→ Problem statement
Pictures aside, every line of the listing should be given again exactly.

→ Data provided

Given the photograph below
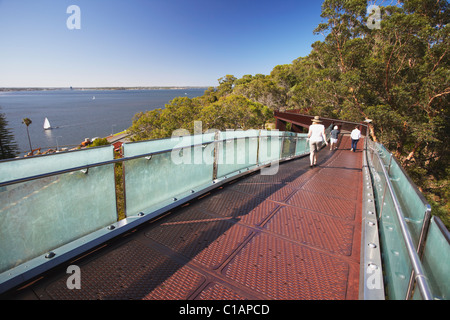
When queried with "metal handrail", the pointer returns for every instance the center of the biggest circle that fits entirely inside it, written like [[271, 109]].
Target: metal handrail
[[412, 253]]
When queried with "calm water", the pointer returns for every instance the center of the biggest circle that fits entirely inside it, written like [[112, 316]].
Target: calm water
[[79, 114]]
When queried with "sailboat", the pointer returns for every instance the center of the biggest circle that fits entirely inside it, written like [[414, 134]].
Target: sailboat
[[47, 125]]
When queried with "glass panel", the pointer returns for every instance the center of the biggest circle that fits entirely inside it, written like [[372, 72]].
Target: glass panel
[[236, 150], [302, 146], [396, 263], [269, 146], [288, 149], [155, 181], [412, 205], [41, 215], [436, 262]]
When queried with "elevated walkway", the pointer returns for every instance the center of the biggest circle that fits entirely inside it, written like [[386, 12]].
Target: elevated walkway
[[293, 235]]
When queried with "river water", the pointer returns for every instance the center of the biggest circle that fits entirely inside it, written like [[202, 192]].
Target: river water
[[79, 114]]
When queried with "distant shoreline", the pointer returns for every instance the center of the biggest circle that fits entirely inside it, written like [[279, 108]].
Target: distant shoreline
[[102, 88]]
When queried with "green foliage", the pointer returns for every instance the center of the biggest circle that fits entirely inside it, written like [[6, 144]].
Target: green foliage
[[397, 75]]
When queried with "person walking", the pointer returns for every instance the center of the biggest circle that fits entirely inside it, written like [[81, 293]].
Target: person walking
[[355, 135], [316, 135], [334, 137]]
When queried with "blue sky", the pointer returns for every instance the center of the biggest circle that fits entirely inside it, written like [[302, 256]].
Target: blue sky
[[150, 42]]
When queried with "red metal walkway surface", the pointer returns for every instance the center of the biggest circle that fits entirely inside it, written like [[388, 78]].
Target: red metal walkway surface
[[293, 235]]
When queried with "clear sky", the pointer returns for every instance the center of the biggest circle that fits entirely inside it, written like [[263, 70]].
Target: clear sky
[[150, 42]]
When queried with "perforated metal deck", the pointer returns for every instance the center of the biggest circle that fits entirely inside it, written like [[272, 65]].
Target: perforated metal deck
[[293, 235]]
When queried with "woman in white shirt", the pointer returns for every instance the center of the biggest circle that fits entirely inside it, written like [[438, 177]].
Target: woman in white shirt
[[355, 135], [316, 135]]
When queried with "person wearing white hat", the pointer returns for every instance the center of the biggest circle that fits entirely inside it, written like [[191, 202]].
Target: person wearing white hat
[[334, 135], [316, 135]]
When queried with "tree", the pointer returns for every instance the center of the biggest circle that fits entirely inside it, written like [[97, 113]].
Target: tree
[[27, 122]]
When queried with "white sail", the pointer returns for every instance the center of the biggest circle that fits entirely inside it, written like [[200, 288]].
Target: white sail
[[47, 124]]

→ Answer section
Given the photograph below
When queried with "metal handrail", the pointer returns for every instance the center of the biggest circle that fits entirely inside it, written like [[271, 109]].
Target: metal handrail
[[412, 253]]
When queried with "calm water", the pointer returns for every instance the center of the biggest circle that fits entirely inside it, written like [[112, 316]].
Target: calm water
[[79, 114]]
When queried with "sailboat", the pointer returns for every instance the center of the biggest circle that fits entirely inside it, written like [[414, 134]].
Target: sailboat
[[47, 125]]
When queried with "glass panel", the pointer returns for every instance the center of the biggest circle that fits entirely inside it, written like [[372, 72]].
Target: glass panel
[[236, 150], [302, 146], [396, 263], [269, 146], [288, 149], [155, 181], [412, 205], [41, 215], [436, 262]]
When queried with "elevated walkway", the pointer returns for every instance the center of the biggest circle that fits entirely inside it, written like [[386, 12]].
Target: elevated walkway
[[293, 235]]
When queried with "river water", the pointer returns for every instance the center of the biggest circle that fits entirely inside it, written like [[202, 192]].
Target: river water
[[79, 114]]
When queried with "distant shoreline", the pointer returns for every instance the center of the biggest circle that fits entirely inside it, written like [[279, 108]].
Target: distant shoreline
[[102, 88]]
When queried with "green foliage", the pointer returns for every instance the center of the biggest circle that fits entirely inside it, written like [[6, 144]].
Target: green foliage
[[397, 75]]
When queried with "person walking", the pointer returns for every instance the center of the biggest circle that fits entirely inside it, written like [[81, 293]].
Target: person walking
[[355, 135], [316, 135], [334, 137]]
When queried with "blue sky", the pointer returns for every instance the center of the biggest circle that fits entirely inside it, written like [[302, 256]].
Target: blue sky
[[150, 42]]
When queried with "red metal walkway surface", the pointer returns for every instance the center of the biggest circle that fits entirely inside it, written like [[388, 78]].
Target: red metal walkway surface
[[293, 235]]
When queried with "clear sky", the pointer returns for every instance the center of the biggest circle that fits entirely inside it, written like [[263, 70]].
Target: clear sky
[[150, 42]]
When queried with "perforated metal deck", the pointer returns for every instance the center of the biggest circle that fits entirely inside it, written like [[272, 65]].
Target: perforated metal deck
[[293, 235]]
When queried with "woman in white shirt", the pointer returns for every instance the center of the biggest circle that fits entirely inside it, written like [[438, 177]].
Target: woman in white shirt
[[355, 135], [316, 135]]
When queried with "person wearing white hat", the pointer returns for every instance the center of the biggest circle that fits entirely inside it, written like [[191, 202]].
Target: person wearing white hat
[[334, 135], [316, 135]]
When queried with "tree", the pointer returns for every instance the center of the biggest circle that fits entirely inside it, written like [[97, 113]].
Target: tree
[[27, 122]]
When queried with "white sail", the pointer returns for every instance the center of the biggest circle that fits entirely inside it, written like [[200, 288]].
Target: white sail
[[47, 124]]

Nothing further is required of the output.